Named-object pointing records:
▬▬▬
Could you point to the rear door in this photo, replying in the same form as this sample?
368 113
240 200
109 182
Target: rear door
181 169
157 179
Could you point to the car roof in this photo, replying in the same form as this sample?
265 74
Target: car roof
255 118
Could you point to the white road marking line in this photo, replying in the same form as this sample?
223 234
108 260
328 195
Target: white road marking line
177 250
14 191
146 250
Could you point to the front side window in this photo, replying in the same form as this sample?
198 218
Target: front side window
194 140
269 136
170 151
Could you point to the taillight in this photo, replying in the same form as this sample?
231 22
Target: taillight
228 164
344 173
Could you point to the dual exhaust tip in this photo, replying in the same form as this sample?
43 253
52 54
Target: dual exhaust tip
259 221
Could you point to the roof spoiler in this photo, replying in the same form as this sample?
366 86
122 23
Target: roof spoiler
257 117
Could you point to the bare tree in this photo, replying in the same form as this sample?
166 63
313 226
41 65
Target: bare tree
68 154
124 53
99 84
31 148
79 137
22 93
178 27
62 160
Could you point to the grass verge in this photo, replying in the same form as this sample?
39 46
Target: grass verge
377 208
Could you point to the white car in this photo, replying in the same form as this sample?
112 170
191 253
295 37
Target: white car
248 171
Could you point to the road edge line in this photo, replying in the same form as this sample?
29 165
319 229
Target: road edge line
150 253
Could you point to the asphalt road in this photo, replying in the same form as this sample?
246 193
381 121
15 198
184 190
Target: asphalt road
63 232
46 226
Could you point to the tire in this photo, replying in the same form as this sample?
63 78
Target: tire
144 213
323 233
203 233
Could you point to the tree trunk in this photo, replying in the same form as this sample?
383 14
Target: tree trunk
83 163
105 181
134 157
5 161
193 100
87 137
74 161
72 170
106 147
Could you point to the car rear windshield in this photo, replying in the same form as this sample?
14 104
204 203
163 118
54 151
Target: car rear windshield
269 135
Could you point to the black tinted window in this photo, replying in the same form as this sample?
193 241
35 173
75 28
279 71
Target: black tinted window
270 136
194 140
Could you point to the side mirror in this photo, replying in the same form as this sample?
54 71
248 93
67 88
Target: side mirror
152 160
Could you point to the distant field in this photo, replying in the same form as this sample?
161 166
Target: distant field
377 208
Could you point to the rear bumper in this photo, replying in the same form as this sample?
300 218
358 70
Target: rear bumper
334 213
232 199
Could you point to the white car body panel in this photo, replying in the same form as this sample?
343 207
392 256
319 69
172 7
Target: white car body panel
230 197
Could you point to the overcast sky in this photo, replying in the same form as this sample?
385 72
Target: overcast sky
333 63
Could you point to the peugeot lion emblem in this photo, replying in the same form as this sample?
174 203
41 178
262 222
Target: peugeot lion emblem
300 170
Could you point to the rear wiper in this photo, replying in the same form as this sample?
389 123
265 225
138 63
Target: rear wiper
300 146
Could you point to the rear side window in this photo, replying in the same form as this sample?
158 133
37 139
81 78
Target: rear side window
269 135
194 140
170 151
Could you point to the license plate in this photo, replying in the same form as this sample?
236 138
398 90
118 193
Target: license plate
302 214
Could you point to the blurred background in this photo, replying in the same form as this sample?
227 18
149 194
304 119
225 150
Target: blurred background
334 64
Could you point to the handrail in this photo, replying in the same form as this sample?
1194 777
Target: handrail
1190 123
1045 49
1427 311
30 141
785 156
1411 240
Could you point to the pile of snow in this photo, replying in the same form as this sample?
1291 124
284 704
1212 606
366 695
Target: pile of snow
▬▬▬
* Challenge *
Retype every entry above, word for word.

* Response *
Could you point to the rear door in this photo, replying in the same form as this sample?
368 113
240 200
109 182
Target: rear door
181 169
157 179
Could you point to the car roof in this photo, replying in the same form as this sample?
265 74
Target: car roof
255 118
Could you point to the white road marking line in this photo, replying in the same form as this sample?
223 234
108 260
328 195
Target: white road marking line
177 250
14 191
146 250
Could you point to the front side window in this photo, replying in the same form as this sample?
198 218
Target: front side window
194 140
269 136
170 151
Could you point to the taillight in this photo, replying in the same form as this sample?
231 22
Target: taillight
228 164
344 173
Could you point to the dual exhaust tip in this photo, replying in the same form as this sample?
43 253
52 54
Target: dual exhaust tip
259 221
Could you point to the roof spoiler in this photo, replying in the same form as this sample?
366 86
122 23
Target: roof spoiler
257 117
Could you point to the bare tree in this photo, replying in the same form as this sample?
166 63
313 226
41 65
Target: bare tree
68 154
124 53
99 84
31 148
79 137
22 93
178 27
62 160
Could you point to the grass verge in this photo, replying in the same form as this sample?
39 46
Target: grass verge
377 208
Could you point to the white car in this photo, replying in the same form as this sample?
112 170
191 253
295 37
Target: white car
248 171
Could you point to the road edge line in this photo, replying in the same form as this sample?
29 165
319 229
Target: road edge line
150 253
Could you point to the asphalt road in this photo, replying in the same form as this sample?
246 193
381 121
15 198
184 190
Target: asphalt road
63 232
46 226
Could you point to the tire in this photo, replying in the same form as this sample?
63 78
Target: tire
144 213
323 233
203 233
Could you point to the tree trunk in this photo, replying in the same form as this sample?
383 14
Target: tree trunk
83 163
105 181
134 157
5 161
193 100
87 137
74 161
72 170
106 147
Could you point to the car rear windshield in this photo, replying in the same form as this sample?
14 104
204 203
163 118
54 151
Target: car rear windshield
269 135
Could you point to the black tinted window in this photo, replying in the same form as this sample?
193 241
35 173
75 28
279 71
Target: black tinted window
270 136
194 140
Could you point to the side mirror in this photo, replying in the same form as this sample?
54 71
248 93
67 88
Target: side mirror
152 160
Could you point to the distant field in this photo, replying in the same form as this sample?
161 166
Target: distant field
377 208
Could you point to the rear bumper in this photo, replying in the same form as this sample?
300 218
358 70
Target: rear bumper
334 213
232 199
Could you point to the white car body panel in this photo, replying in the same form as this sample?
343 207
392 256
319 69
172 7
Target: white car body panel
230 197
Could you point to the overcast sky in this photo, replying in the same form as this sample?
385 72
Target: overcast sky
333 63
Could you point to the peugeot lion emblem in this photo, replying in the same form as this sample?
174 203
41 178
262 222
Target: peugeot lion emblem
300 170
Could you point to the rear wiper in this photo, replying in the same form as this sample?
389 123
265 225
138 63
Target: rear wiper
300 146
Could you point to the rear side window in this photo, replying in the same form as this sample?
158 133
37 139
81 78
Target: rear side window
269 135
194 140
170 151
Could you point to the license plate in this photo, replying in the same form as this sample?
236 138
398 90
118 193
Target: license plate
302 214
Could you point to the blurred background in this photo, replying in the same form as this sample?
227 18
149 194
304 119
225 150
Target: blurred background
334 64
Could you point to the handrail in this photo, replying in the same form as this sample?
1194 777
Target: handrail
1190 123
1045 49
1427 311
30 141
785 156
1411 240
Could you point to the pile of snow in this photo, replying in the same form as this sample?
1291 124
284 704
1212 606
366 695
Target: pile of snow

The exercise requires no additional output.